» Stored items:
____

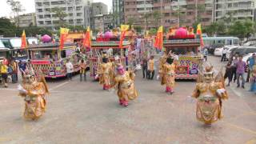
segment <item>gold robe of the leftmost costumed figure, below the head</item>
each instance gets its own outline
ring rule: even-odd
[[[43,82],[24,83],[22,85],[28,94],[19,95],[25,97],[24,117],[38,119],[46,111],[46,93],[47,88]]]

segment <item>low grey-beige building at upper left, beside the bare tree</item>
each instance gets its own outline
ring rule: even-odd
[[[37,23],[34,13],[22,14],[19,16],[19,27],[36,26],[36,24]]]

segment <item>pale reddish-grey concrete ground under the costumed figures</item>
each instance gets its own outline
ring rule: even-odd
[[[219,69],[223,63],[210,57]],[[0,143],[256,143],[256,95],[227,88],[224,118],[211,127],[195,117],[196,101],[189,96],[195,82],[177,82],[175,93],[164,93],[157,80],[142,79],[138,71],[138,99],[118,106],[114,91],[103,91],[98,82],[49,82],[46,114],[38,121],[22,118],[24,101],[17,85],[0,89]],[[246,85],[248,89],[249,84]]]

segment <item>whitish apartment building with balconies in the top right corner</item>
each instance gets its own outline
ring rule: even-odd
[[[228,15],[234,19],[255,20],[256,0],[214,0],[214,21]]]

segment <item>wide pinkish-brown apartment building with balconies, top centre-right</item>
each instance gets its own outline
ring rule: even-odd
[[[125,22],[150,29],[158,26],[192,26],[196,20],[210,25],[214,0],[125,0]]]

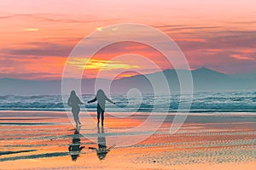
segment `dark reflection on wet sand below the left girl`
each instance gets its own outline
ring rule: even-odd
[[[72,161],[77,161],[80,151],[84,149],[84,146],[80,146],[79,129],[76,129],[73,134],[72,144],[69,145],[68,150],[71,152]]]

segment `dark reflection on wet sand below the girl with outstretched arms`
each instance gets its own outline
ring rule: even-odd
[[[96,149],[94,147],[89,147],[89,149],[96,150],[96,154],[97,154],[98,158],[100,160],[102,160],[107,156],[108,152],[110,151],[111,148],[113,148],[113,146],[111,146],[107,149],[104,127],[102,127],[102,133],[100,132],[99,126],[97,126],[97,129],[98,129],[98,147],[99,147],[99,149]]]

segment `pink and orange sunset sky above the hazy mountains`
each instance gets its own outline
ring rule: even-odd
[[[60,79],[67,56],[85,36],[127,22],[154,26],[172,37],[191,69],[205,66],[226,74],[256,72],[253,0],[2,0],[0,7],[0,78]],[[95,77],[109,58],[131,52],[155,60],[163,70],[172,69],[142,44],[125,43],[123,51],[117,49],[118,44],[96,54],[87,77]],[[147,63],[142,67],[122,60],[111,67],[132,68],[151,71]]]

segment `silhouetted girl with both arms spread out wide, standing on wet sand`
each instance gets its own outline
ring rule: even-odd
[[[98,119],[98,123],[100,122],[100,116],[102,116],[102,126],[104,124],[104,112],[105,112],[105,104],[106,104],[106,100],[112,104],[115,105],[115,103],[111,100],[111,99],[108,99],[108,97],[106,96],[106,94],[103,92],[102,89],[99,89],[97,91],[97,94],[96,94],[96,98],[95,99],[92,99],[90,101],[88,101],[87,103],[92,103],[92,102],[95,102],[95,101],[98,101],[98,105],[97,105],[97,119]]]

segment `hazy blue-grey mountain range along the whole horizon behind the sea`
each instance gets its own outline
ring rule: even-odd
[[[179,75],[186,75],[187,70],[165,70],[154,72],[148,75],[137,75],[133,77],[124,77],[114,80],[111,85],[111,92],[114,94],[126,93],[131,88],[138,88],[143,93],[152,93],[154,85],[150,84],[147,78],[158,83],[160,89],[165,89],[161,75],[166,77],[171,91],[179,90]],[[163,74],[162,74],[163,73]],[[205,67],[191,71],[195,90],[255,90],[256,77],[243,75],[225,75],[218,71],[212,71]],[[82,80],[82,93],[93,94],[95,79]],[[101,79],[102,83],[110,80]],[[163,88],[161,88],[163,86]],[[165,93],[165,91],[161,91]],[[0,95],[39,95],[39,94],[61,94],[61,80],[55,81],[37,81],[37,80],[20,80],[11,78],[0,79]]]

____

» WORK ORDER:
From the first line to the last, retype the data above exactly, but not its images.

» RESULT FOR THIS EXERCISE:
segment <item>gold robe of the leftmost costumed figure, below the head</item>
each instance gets its own outline
ring rule: even-odd
[[[43,82],[24,83],[22,85],[28,94],[19,95],[25,97],[24,117],[38,119],[46,111],[46,93],[47,88]]]

segment <item>low grey-beige building at upper left, beside the bare tree</item>
each instance gets its own outline
ring rule: even-odd
[[[37,23],[34,13],[22,14],[19,16],[19,27],[36,26],[36,24]]]

segment <item>pale reddish-grey concrete ground under the costumed figures</item>
each instance gets its own outline
ring rule: even-odd
[[[219,69],[223,63],[210,57]],[[0,143],[256,143],[256,95],[227,88],[224,118],[211,127],[195,117],[196,101],[189,96],[195,82],[177,82],[175,93],[164,93],[157,80],[142,79],[138,71],[138,99],[118,106],[114,91],[103,91],[98,82],[49,82],[46,114],[38,121],[22,118],[24,101],[17,85],[0,89]],[[246,85],[248,89],[249,84]]]

segment <item>whitish apartment building with balconies in the top right corner</item>
each instance gets its own outline
ring rule: even-odd
[[[228,15],[234,19],[255,20],[256,0],[214,0],[214,21]]]

segment <item>wide pinkish-brown apartment building with balconies, top centre-right</item>
each instance gets its own outline
ring rule: even-odd
[[[125,22],[150,29],[158,26],[192,26],[196,20],[210,25],[214,0],[125,0]]]

segment `dark reflection on wet sand below the left girl`
each instance gets its own outline
ring rule: even-odd
[[[72,161],[77,161],[80,151],[84,149],[84,146],[80,146],[79,129],[76,129],[73,134],[72,144],[69,145],[68,150],[71,152]]]

segment `dark reflection on wet sand below the girl with outstretched arms`
each instance gets its own outline
ring rule: even-odd
[[[96,149],[94,147],[89,147],[89,149],[96,150],[96,154],[97,154],[98,158],[100,160],[102,160],[107,156],[108,152],[110,151],[111,148],[113,148],[113,146],[111,146],[107,149],[104,127],[102,127],[102,133],[100,132],[99,126],[97,126],[97,129],[98,129],[98,147],[99,147],[99,149]]]

segment `pink and orange sunset sky above the hazy mountains`
each instance gets its own outline
ring rule: even-odd
[[[60,79],[67,56],[85,36],[127,22],[154,26],[172,37],[191,69],[205,66],[226,74],[256,72],[253,0],[2,0],[0,7],[0,78]],[[95,77],[109,58],[131,52],[155,60],[163,70],[172,69],[142,44],[125,43],[123,51],[117,49],[118,44],[96,54],[87,77]],[[147,63],[142,67],[122,60],[111,67],[132,68],[151,71]]]

segment `silhouetted girl with both arms spread out wide, standing on wet sand`
each instance gets its own outline
ring rule: even-odd
[[[98,119],[98,123],[100,122],[100,116],[102,116],[102,126],[104,124],[104,112],[105,112],[105,104],[106,104],[106,100],[112,104],[115,105],[115,103],[111,100],[111,99],[108,99],[108,97],[106,96],[106,94],[103,92],[102,89],[99,89],[97,91],[97,94],[96,94],[96,98],[95,99],[92,99],[90,101],[88,101],[87,103],[92,103],[92,102],[95,102],[95,101],[98,101],[98,105],[97,105],[97,119]]]

segment `hazy blue-grey mountain range along the whole horizon behind the sea`
each instance gets its own outline
ring rule: even-odd
[[[179,75],[186,75],[187,70],[165,70],[154,72],[148,75],[137,75],[133,77],[124,77],[114,80],[111,85],[111,92],[114,94],[126,93],[131,88],[138,88],[143,93],[152,93],[154,85],[150,84],[147,78],[158,83],[160,89],[165,89],[161,75],[166,77],[171,91],[179,90]],[[163,74],[162,74],[163,73]],[[205,67],[191,71],[195,90],[255,90],[256,77],[243,75],[225,75],[218,71],[212,71]],[[82,80],[82,93],[93,94],[95,79]],[[101,79],[102,83],[110,80]],[[163,88],[161,88],[163,86]],[[165,93],[165,91],[161,91]],[[0,95],[39,95],[39,94],[61,94],[61,80],[55,81],[37,81],[37,80],[20,80],[11,78],[0,79]]]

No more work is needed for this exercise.